= EXERCISE PROMPT =
Look through the records below for the line holding "Target: punt boat". Write it out exactly, with each following line through the line holding "Target: painted angel figure".

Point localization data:
####################

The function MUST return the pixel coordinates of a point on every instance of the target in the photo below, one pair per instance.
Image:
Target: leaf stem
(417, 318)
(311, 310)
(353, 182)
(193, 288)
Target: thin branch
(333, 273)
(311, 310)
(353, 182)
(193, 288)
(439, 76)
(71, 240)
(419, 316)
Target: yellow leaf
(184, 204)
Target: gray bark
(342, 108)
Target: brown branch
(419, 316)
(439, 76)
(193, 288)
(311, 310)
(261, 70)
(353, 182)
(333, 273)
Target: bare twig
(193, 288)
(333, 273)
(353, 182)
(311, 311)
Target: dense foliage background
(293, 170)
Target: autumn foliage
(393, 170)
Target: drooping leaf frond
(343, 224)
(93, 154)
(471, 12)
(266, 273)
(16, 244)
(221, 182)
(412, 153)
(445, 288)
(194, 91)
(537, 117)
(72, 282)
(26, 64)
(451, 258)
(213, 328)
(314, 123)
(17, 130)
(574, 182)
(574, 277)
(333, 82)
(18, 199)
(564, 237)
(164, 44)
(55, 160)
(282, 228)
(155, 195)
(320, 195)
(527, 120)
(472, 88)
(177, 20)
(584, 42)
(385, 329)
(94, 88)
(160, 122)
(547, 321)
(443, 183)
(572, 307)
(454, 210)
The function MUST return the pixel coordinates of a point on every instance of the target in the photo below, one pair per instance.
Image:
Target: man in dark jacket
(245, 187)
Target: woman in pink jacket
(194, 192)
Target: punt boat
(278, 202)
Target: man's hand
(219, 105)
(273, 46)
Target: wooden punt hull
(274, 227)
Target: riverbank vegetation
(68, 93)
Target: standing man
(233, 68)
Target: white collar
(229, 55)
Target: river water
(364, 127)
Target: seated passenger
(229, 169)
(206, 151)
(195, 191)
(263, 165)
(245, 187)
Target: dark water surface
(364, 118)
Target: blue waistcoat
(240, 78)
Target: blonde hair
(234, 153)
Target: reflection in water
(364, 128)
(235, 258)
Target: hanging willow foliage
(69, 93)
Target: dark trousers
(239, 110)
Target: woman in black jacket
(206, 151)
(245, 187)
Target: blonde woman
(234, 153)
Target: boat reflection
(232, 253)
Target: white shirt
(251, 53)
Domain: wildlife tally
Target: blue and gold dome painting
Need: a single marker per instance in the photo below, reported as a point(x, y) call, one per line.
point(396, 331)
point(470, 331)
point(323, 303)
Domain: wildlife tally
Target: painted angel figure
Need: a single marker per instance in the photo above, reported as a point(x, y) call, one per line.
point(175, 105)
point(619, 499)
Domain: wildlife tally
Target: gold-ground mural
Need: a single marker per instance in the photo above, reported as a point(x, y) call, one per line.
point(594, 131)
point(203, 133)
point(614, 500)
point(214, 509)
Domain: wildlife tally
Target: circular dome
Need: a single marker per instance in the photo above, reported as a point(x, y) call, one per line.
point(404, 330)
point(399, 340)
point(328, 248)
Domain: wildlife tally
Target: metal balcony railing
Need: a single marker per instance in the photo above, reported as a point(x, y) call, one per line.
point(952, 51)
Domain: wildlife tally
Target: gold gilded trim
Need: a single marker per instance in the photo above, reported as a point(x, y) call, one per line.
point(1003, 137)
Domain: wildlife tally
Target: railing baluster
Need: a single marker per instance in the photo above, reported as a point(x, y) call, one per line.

####################

= TASK RESULT =
Target: punt boat
(278, 202)
Target: man's hand
(219, 105)
(273, 46)
Target: wooden punt hull
(274, 227)
Target: riverbank vegetation
(68, 93)
Target: standing man
(233, 68)
Target: white collar
(229, 55)
Target: river water
(364, 127)
Target: seated passenger
(229, 169)
(206, 151)
(195, 191)
(263, 165)
(245, 187)
Target: dark water surface
(364, 118)
Target: blue waistcoat
(240, 78)
Target: blonde hair
(234, 153)
Target: reflection in water
(364, 128)
(235, 258)
Target: hanging willow foliage
(69, 93)
Target: dark trousers
(239, 110)
Target: woman in black jacket
(206, 151)
(245, 187)
Target: blonde woman
(234, 153)
Target: boat reflection
(232, 253)
Target: white shirt
(251, 53)
Domain: wildlife tally
Target: blue and gold dome painting
Need: a single marker per instance in the photo below, reported as a point(x, y) call, one per line.
point(396, 331)
point(470, 331)
point(323, 303)
Domain: wildlife tally
Target: painted angel figure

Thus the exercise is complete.